PROBLEM TO WORK ON = Filter the entries and keep only the lines where the string "black" appears.

(Stored dataset items)
/---
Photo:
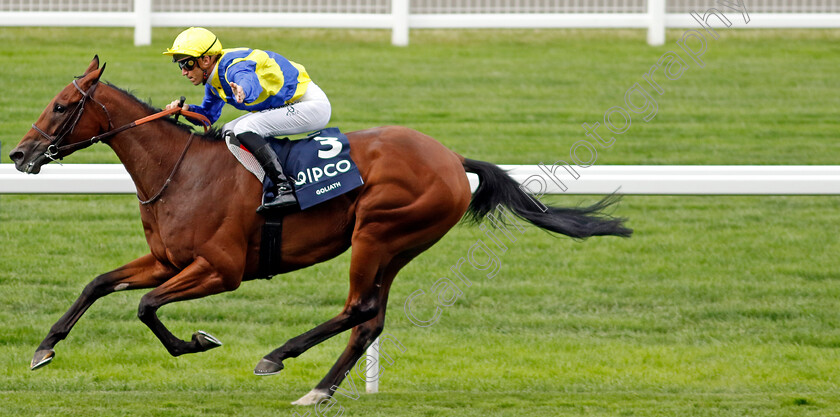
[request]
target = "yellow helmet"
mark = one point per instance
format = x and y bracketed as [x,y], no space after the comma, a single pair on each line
[195,42]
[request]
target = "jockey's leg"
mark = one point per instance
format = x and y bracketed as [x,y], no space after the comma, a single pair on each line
[284,192]
[310,113]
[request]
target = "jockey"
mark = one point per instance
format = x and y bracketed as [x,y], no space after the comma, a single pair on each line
[278,94]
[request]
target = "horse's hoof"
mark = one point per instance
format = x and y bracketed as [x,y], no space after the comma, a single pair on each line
[266,367]
[42,358]
[205,340]
[312,398]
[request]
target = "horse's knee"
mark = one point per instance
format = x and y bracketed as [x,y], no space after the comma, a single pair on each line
[363,310]
[146,309]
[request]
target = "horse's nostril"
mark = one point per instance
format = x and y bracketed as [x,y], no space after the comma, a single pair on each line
[16,156]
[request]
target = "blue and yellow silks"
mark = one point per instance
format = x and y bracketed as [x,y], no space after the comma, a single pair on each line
[268,80]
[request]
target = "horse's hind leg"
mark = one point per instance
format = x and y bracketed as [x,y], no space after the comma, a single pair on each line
[367,275]
[361,338]
[144,272]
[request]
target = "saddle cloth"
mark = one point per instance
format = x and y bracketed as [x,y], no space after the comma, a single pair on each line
[320,165]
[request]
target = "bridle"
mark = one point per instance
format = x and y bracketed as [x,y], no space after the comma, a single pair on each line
[69,125]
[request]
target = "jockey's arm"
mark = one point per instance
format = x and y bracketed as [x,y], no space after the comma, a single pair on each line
[243,74]
[211,107]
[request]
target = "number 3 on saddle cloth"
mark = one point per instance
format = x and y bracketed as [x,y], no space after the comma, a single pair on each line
[319,164]
[321,167]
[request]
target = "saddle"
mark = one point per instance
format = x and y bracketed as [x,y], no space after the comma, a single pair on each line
[320,167]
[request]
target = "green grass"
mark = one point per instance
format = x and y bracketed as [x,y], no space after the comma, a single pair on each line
[718,306]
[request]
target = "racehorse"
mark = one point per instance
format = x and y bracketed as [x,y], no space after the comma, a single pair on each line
[203,231]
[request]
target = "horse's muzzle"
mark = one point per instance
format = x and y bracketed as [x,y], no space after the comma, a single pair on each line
[30,164]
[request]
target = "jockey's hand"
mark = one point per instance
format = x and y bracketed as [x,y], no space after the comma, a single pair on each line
[238,92]
[176,103]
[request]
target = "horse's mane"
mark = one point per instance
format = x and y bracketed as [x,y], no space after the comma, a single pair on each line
[214,134]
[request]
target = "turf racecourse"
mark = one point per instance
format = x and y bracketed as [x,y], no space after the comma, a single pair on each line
[718,306]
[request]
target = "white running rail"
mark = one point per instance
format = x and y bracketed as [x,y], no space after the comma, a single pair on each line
[598,179]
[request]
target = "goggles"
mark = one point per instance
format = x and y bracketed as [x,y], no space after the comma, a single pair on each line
[187,64]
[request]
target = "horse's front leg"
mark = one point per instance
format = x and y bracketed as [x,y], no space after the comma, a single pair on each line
[197,280]
[144,272]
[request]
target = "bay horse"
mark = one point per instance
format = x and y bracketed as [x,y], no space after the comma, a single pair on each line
[203,232]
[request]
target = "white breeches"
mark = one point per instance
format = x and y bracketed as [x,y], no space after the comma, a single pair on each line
[310,113]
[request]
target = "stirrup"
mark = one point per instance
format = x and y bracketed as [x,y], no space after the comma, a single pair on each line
[284,197]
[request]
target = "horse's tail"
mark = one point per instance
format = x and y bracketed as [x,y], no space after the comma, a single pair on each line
[497,188]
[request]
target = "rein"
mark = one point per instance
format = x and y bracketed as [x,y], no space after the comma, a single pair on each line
[69,125]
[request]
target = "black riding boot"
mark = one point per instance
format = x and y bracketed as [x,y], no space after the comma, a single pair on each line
[284,191]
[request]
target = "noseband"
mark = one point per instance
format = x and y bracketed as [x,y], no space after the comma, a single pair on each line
[69,124]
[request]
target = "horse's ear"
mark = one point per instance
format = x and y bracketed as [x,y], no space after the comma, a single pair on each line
[91,78]
[94,65]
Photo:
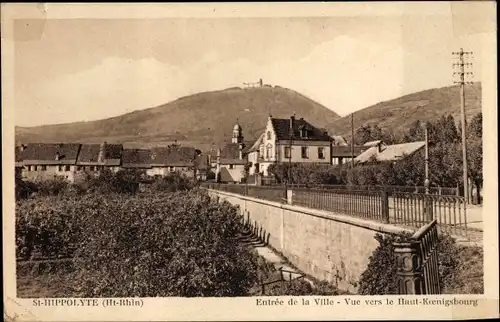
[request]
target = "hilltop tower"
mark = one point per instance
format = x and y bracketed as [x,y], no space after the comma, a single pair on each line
[237,133]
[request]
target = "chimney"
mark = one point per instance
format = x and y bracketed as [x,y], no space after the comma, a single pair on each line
[292,119]
[102,153]
[217,168]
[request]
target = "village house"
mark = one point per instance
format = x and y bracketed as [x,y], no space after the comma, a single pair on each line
[342,152]
[232,158]
[71,160]
[42,161]
[290,140]
[176,158]
[162,161]
[377,151]
[94,157]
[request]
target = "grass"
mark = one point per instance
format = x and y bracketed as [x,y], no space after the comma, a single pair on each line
[469,275]
[46,279]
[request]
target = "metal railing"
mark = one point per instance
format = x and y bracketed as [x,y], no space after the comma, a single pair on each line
[417,262]
[366,204]
[445,191]
[418,209]
[283,280]
[404,209]
[271,193]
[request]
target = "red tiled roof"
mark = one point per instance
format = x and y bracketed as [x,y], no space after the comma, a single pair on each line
[89,154]
[46,153]
[390,152]
[225,176]
[345,151]
[282,129]
[173,156]
[136,158]
[230,151]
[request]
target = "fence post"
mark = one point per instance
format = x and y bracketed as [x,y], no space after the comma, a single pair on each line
[385,206]
[408,263]
[289,196]
[428,209]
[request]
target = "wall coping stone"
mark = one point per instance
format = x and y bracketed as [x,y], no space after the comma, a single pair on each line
[351,220]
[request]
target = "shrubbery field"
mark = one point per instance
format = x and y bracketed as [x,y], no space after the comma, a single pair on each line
[105,238]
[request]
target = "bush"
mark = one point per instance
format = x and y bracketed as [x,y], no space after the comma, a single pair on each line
[47,226]
[380,277]
[169,245]
[24,189]
[124,181]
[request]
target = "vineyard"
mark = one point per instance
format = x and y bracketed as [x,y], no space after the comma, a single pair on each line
[160,242]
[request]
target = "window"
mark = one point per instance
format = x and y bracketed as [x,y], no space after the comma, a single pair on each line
[287,152]
[304,152]
[268,152]
[321,153]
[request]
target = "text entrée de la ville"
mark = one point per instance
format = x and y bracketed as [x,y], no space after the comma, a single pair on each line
[332,301]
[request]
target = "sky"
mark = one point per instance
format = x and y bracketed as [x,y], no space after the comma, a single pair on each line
[89,69]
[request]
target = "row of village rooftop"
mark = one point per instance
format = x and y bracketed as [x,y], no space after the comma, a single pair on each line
[283,141]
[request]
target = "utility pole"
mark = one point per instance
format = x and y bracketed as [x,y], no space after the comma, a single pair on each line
[290,151]
[426,181]
[352,140]
[461,65]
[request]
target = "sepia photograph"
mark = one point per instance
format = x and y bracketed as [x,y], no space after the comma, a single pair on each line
[317,156]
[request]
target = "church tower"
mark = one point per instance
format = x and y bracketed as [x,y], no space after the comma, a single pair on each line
[237,133]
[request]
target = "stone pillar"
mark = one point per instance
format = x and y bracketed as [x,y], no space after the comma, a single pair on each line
[408,262]
[289,196]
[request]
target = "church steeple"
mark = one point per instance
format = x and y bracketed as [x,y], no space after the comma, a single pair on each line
[237,133]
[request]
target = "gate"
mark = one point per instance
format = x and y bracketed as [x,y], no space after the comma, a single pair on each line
[417,262]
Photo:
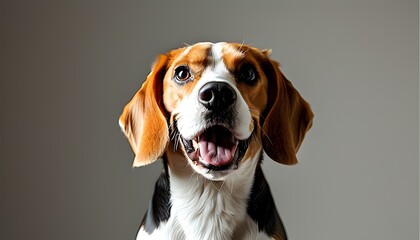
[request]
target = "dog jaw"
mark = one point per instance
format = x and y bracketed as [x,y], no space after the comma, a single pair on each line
[214,143]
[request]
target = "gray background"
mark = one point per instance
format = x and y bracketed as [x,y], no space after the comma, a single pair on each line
[69,67]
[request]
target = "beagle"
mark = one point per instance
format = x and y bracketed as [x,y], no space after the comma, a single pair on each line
[209,111]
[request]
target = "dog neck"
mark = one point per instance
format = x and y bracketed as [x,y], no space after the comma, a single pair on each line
[208,209]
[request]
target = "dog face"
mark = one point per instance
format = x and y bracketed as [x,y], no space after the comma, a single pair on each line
[217,105]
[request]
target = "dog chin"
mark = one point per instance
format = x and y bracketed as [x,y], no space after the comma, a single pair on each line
[215,152]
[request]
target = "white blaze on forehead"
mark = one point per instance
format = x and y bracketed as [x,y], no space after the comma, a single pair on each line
[190,110]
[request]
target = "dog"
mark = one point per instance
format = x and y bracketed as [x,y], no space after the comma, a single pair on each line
[209,111]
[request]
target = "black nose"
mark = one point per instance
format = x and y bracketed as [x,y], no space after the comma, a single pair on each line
[216,95]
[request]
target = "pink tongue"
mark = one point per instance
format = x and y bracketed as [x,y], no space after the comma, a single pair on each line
[216,147]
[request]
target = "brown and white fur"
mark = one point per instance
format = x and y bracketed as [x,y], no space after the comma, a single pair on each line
[209,111]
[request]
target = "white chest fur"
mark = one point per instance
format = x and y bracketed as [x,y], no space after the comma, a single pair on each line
[203,209]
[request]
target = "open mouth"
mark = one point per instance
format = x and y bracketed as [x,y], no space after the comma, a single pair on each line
[215,149]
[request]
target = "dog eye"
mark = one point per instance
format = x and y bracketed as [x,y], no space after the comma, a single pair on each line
[182,74]
[248,74]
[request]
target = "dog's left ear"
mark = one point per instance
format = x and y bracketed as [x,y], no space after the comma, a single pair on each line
[143,119]
[287,117]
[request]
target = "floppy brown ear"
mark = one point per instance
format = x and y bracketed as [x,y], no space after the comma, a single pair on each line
[287,118]
[143,118]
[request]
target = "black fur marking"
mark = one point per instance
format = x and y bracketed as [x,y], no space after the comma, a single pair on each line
[262,209]
[159,208]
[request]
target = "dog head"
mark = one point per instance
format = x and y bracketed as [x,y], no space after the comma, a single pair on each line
[217,105]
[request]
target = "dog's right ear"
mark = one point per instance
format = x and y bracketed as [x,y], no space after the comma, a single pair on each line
[143,118]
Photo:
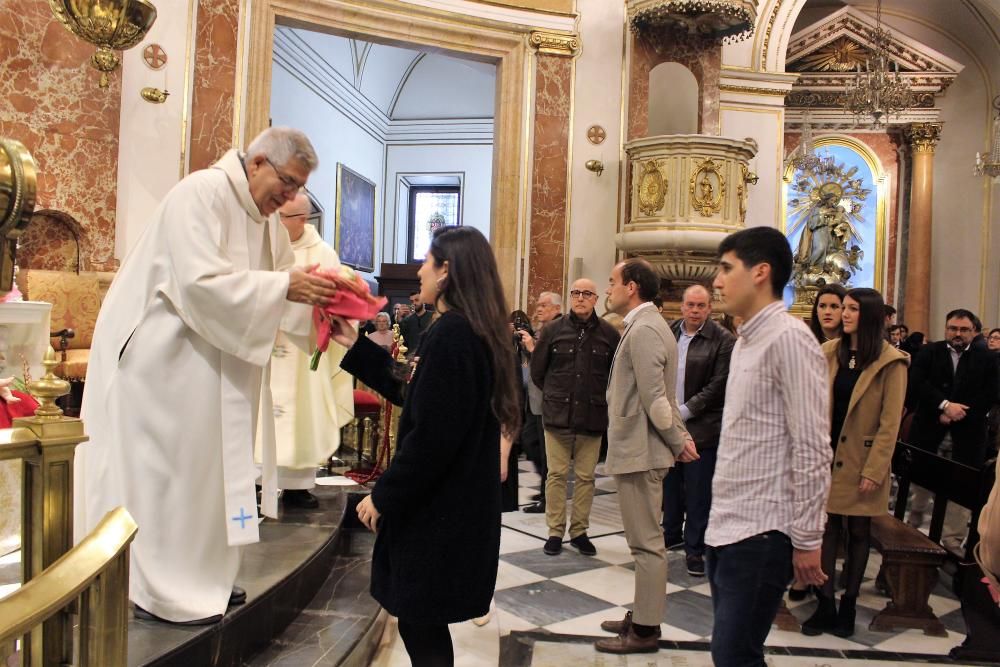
\---
FINISHED EXERCISE =
target = "black riding boot"
target = "black nose"
target = "black fur marking"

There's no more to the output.